I was invited to speak at an Engineering Ethics event, and specifically they referred to my blogpost about doing Theater of the Oppressed online. Ummmmm I never ever expected anyone from a STEM, let alone an engineering background, to ask me to speak about Theater of the Oppressed (also, I am not an expert of any kind on Theater of the Oppressed, just a very digitally confident critical pedagogue with imagination).

In any case… I agreed to this unexpected opportunity and I wanted to think aloud on my blog to prepare. I have only 15 mins so I may record a practice video.. but I want to make it interactive so I am talking it out here to see if I can achieve that or if it is better off as pseudo interactive? I will explain quickly.

My chosen title is: Teaching Ethics Online Using “Theater of the Oppressed” and “Liberating Structures” (eh, same as title of this blogpost!)

And I want to argue that one can teach engineering ethics (which I realize is a subset of professional ethics which is a practical philosophy and not truly STEM, but taught by engineers, usually, yes?) can be taught in these ways.

First, I assume many people teach ethics via role play, case study, and debate/dialogue. I suspect there is lots of what-if, why-if, and such. I have actually taught professional ethics in a multidisciplinary context. Though I had to learn it to teach it. So I’m not an expert on it either. But I get the basic differences in philosophical approaches to ethics.

▶ _Excerpts of bounding box data_:
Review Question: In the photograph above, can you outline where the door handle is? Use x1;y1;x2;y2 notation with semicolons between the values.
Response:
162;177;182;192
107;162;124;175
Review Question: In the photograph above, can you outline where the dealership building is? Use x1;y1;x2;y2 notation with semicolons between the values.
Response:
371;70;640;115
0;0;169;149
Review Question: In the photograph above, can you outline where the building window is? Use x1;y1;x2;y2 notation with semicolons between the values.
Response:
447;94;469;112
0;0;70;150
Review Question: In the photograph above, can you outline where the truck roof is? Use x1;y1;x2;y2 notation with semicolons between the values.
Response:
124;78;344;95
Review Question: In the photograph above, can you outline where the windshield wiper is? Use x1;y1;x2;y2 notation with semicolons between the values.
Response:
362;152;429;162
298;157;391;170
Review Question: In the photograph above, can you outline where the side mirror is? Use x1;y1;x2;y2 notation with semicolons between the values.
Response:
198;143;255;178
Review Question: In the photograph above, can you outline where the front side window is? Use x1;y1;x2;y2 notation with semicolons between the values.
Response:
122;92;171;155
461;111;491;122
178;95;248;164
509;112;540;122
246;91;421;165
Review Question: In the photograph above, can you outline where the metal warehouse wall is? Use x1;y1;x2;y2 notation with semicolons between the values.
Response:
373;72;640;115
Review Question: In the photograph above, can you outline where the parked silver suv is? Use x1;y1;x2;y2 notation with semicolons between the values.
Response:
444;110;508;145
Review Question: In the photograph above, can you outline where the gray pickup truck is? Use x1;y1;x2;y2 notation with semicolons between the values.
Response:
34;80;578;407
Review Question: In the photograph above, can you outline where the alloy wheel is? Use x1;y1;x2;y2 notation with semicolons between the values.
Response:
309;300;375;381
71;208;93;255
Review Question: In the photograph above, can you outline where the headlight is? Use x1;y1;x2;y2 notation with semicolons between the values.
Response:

▶ _Task description_: Go on with the blog post about teaching engineering ethics online, picking up from the last sentence shown.

▶ _Task result_:
Second, I want to build on the above to show how “Theater of the Oppressed” can take traditional role play and invert it on its head to teach ethics more effectively. So, for example, either teacher gives a case study, or students act out their own written scenario. The role play can either be acted out live on Zoom with other students watching one time, then second time round, observers can participate and try to change the outcome/flow. It can also be written in a Google doc and observers make a copy and use suggest mode to change the outcome. I guess in the workshop I could demo the Google doc version? I could get a short case or scenario from MERLOT maybe? If you know good OER on this plz point me to it. Students could also pre-record video and observers can re-enact it with the modifications and also record and send on.. so all that could work asynchronously also.

Third, I would like to try two Liberating structures for this. Purpose to practice (see original description here and my video for Equity Unbound/OneHE demo-ing it here) and TRIZ (original here, my demo here)

Ok sooooo I wanna demo one of the above and I have a kind of… umm… hidden/explicit agenda and I am hoping the convo will go in a particular direction, but it may not… so I dunno if I can go with the flow or give my hopeful scenario as an example. Here is how I imagine purpose to practice to go.

If our purpose is to cultivate a strong sense of ethics in engineers, what practices do we need to have in our curricula?

I assume if we go to principles, accountability might be one, but also something around intrinsic moral responsibility that is based on values and not on being seen or caught? On priorities and maybe cooperation? Maybe a belief also in the good nature of ppl as a default we just have to nurture and help act ethically in contexts that are not black and white?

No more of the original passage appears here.